→ Questões de estudo:
**A)** Segundo o texto sobre o Iémen, a que jornal Ali Abdullah Saleh deu a entrevista de 2009?
**B)** Reproduza o trecho do texto sobre o Iémen que começa em "Saleh seria deposto" e termina em "sua longa presidência.".

Sete semanas de bombardeamentos não trouxeram ganhos à coligação liderada pelos sauditas nem enfraqueceram o poder dos huthis
“Governar o Iémen é como dançar sobre cabeças de serpentes.” A frase pertence a Ali Abdullah Saleh e foi dita em 2009, durante uma entrevista do então Presidente iemenita ao jornal “Al-Hayat”, de Londres. Saleh levava 31 anos no poder e, atendendo ao facto de dois antecessores terem sido assassinados, ninguém diria que se aguentasse tanto tempo.
Saleh seria deposto dois anos depois, no contexto da Primavera Árabe. Fugiu para a Arábia Saudita e voltou ao Iémen. Hoje, continua a lutar pelo poder (para lá colocar um filho, diz-se) e conta, para essa missão, com o apoio de um aliado improvável — os huthis, contra quem Saleh travou várias guerras durante a sua longa presidência.

→ Entradas do conjunto de dados:
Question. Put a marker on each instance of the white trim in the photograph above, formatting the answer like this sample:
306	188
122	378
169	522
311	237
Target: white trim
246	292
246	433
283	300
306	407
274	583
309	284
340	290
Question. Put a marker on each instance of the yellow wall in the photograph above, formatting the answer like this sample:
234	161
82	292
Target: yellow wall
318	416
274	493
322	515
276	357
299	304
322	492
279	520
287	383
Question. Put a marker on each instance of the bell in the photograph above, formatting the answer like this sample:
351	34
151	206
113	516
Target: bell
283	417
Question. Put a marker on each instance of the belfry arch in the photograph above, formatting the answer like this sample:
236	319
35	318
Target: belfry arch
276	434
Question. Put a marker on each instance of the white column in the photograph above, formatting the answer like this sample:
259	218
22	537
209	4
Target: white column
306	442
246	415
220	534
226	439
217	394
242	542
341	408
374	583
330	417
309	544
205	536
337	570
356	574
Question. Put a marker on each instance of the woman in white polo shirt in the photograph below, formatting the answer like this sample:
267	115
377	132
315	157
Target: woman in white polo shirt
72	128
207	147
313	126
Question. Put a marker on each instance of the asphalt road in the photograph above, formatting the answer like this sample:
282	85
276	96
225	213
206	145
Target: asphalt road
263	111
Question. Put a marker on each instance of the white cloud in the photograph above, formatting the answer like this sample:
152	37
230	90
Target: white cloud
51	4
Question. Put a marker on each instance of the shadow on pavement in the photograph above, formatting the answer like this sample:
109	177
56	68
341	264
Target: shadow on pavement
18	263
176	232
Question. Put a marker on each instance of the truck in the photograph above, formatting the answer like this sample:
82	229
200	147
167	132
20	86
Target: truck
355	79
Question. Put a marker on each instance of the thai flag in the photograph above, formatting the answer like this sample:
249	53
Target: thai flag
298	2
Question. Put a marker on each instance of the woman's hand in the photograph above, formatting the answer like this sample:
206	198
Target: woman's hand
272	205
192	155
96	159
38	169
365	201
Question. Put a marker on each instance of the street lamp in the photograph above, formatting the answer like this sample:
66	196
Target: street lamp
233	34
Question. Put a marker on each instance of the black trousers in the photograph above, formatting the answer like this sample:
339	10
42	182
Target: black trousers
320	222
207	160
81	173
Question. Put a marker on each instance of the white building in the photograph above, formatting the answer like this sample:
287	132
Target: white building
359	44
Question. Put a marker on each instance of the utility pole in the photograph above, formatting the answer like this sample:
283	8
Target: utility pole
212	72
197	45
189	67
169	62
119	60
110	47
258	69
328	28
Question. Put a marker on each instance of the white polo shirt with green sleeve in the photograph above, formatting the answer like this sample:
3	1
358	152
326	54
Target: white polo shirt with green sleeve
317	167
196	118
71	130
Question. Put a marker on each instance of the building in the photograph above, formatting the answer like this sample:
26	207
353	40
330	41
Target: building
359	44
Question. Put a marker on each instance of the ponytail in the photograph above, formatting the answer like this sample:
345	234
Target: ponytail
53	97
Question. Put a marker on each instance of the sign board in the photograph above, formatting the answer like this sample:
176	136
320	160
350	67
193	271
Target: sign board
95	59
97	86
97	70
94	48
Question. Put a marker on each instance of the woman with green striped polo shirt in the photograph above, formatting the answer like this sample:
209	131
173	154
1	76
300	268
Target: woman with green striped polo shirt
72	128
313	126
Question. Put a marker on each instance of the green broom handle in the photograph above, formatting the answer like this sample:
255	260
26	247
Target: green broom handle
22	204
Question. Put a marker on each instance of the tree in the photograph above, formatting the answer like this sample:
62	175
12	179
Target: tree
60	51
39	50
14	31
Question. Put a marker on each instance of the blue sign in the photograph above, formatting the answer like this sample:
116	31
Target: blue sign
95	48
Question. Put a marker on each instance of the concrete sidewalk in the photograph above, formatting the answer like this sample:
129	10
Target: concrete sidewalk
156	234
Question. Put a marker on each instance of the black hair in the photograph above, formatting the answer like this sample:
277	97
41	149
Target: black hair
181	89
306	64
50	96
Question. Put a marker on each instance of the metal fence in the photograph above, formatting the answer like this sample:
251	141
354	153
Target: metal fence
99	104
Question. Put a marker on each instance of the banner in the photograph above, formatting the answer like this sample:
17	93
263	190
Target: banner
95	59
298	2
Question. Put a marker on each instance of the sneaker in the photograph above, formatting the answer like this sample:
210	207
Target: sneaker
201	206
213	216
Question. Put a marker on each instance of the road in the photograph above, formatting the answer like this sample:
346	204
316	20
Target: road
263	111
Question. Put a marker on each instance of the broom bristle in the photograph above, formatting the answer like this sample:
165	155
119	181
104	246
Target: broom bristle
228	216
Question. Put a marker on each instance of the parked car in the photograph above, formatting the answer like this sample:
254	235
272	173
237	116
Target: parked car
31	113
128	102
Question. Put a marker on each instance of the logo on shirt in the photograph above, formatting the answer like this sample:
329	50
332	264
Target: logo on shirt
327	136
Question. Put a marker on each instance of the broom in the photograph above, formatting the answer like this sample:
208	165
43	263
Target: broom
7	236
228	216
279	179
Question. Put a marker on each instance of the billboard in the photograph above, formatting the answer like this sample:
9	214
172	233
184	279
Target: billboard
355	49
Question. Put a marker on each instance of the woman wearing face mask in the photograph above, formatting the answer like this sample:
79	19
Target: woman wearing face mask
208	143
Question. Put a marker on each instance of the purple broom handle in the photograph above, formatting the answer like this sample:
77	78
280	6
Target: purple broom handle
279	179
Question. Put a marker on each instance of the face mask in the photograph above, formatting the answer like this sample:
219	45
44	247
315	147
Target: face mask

→ Respostas:
**A)** Ao jornal "Al-Hayat", de Londres.

**B)**
Saleh seria deposto dois anos depois, no contexto da Primavera Árabe. Fugiu para a Arábia Saudita e voltou ao Iémen. Hoje, continua a lutar pelo poder (para lá colocar um filho, diz-se) e conta, para essa missão, com o apoio de um aliado improvável — os huthis, contra quem Saleh travou várias guerras durante a sua longa presidência.